Code and sequence data pertaining to: A phylogenomic perspective on interspecific competition
Data files
Dec 13, 2023 version files 31.22 MB
-
Gene_Trees.tar.gz
-
README.md
-
Single_Copy_Orthologue_Sequences.tar.gz
Abstract
Evolutionary processes may have substantial impacts on community assembly, but evidence for phylogenetic relatedness as a determinant of interspecific interaction strength remains mixed. In this perspective, we consider a possible role for discordance between gene trees and species trees in the interpretation of phylogenetic signal in studies of community ecology. Modern genomic data show that the evolutionary histories of many taxa are better described by a patchwork of histories that vary along the genome rather than a single species tree. If a subset of genomic loci harbor trait-related genetic variation, then the phylogeny at these loci may be more informative of interspecific trait differences than the genome background. We develop a simple method to detect loci harboring phylogenetic signal and demonstrate its application through a proof of principle analysis of Penicillium genomes and pairwise interaction strength. Our results show that phylogenetic signal that may be masked genome-wide could be detectable using phylogenomic techniques and may provide a window into the genetic basis for interspecific interactions.
README: Code and sequence data pertaining to: A phylogenomic perspective on interspecific competition
https://doi.org/10.5061/dryad.sj3tx96bd
Directory Structure
The top-level directory is ILSSimsDryad and is deposited through Zenodo here. The two data directories are also deposited on Dryad.
The folder ILSSimsDryad/src contains the source code for our simulations.
The folder ILSSimsDryad/obsData contains the observed data (sequences, gene trees, and competition coefficients) for our study.

§ DIRECTIONS:
Copy the entire data repository page above word for word, from its title line to its last sentence.

§ DATA FOR ANALYSIS:
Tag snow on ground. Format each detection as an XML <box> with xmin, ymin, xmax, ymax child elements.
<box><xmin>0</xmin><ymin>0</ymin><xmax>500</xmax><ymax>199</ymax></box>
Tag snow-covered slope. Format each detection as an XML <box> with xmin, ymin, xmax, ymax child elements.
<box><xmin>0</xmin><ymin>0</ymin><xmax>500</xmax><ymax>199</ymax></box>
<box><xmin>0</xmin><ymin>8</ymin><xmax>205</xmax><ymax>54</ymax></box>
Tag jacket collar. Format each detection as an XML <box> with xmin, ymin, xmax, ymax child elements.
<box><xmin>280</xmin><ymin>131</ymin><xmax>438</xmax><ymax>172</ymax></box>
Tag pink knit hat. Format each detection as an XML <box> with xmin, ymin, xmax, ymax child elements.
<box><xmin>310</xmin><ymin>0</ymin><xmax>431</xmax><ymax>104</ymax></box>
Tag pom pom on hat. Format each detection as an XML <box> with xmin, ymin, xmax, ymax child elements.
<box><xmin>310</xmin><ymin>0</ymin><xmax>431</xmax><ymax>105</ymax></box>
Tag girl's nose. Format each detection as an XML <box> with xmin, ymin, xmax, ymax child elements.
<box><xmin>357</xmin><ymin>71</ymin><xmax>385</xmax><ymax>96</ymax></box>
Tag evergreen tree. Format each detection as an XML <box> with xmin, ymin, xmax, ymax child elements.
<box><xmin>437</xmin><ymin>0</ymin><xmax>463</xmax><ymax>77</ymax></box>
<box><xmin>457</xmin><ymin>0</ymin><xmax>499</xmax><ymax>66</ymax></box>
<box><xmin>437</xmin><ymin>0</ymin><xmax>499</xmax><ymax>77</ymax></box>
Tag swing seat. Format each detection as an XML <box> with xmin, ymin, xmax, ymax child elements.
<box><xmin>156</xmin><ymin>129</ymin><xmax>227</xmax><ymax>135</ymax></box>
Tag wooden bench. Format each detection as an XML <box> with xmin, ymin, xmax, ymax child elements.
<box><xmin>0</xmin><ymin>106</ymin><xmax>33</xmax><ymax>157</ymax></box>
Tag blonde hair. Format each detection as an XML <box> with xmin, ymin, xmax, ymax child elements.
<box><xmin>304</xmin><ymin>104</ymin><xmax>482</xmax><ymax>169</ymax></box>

§ ANSWER BOX:
Code and sequence data pertaining to: A phylogenomic perspective on interspecific competition
Data files
Dec 13, 2023 version files 31.22 MB
-
Gene_Trees.tar.gz
-
README.md
-
Single_Copy_Orthologue_Sequences.tar.gz
Abstract
Evolutionary processes may have substantial impacts on community assembly, but evidence for phylogenetic relatedness as a determinant of interspecific interaction strength remains mixed. In this perspective, we consider a possible role for discordance between gene trees and species trees in the interpretation of phylogenetic signal in studies of community ecology. Modern genomic data show that the evolutionary histories of many taxa are better described by a patchwork of histories that vary along the genome rather than a single species tree. If a subset of genomic loci harbor trait-related genetic variation, then the phylogeny at these loci may be more informative of interspecific trait differences than the genome background. We develop a simple method to detect loci harboring phylogenetic signal and demonstrate its application through a proof of principle analysis of Penicillium genomes and pairwise interaction strength. Our results show that phylogenetic signal that may be masked genome-wide could be detectable using phylogenomic techniques and may provide a window into the genetic basis for interspecific interactions.
README: Code and sequence data pertaining to: A phylogenomic perspective on interspecific competition
https://doi.org/10.5061/dryad.sj3tx96bd
Directory Structure
The top-level directory is ILSSimsDryad and is deposited through Zenodo here. The two data directories are also deposited on Dryad.
The folder ILSSimsDryad/src contains the source code for our simulations.
The folder ILSSimsDryad/obsData contains the observed data (sequences, gene trees, and competition coefficients) for our study.